[DOCUMENT TEXT]

Abstract: The Boston Eye Infirmary was founded in 1824 by John Jeffries and Edward Reynolds, who began seeing patients in two rented rooms in a building in Scollay Square. In 1827, it was incorporated as the Massachusetts Charitable Eye and Ear Infirmary. It would be over 50 years before anything remotely resembling a library was considered, and more than 100 years before the Howe Library opened its doors. Thanks to the foresight and generosity of Dr. and Mrs. Lucien Howe the library became the intellectual hub of the hospital, and continues to thrive in the 21st century.

Attendees will be invited into the Rare Book Room to view a selection of books and instruments from the Howe Library collection.

[/DOCUMENT TEXT]
[RECORD EXTRACTS]

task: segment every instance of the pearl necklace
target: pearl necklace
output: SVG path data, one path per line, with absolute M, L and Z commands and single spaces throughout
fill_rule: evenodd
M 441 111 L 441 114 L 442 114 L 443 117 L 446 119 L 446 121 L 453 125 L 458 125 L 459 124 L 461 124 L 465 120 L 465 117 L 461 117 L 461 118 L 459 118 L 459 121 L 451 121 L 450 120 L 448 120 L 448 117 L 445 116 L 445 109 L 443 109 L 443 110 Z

[/RECORD EXTRACTS]

**LIST OF TASKS:**
1. In the Howe Library passage above, copy out everything from "Abstract: The Boston" down to "the 21st century.".
2. Put this sentence from the Howe Library passage into Spanish: "Attendees will be invited into the Rare Book Room to view a selection of books and instruments from the Howe Library collection."

**ANSWERS TO THE PROBLEMS:**
1.
Abstract: The Boston Eye Infirmary was founded in 1824 by John Jeffries and Edward Reynolds, who began seeing patients in two rented rooms in a building in Scollay Square. In 1827, it was incorporated as the Massachusetts Charitable Eye and Ear Infirmary. It would be over 50 years before anything remotely resembling a library was considered, and more than 100 years before the Howe Library opened its doors. Thanks to the foresight and generosity of Dr. and Mrs. Lucien Howe the library became the intellectual hub of the hospital, and continues to thrive in the 21st century.

2. Se invitará a los asistentes a la Sala de Libros Raros para ver una selección de libros e instrumentos de la colección de la Biblioteca Howe.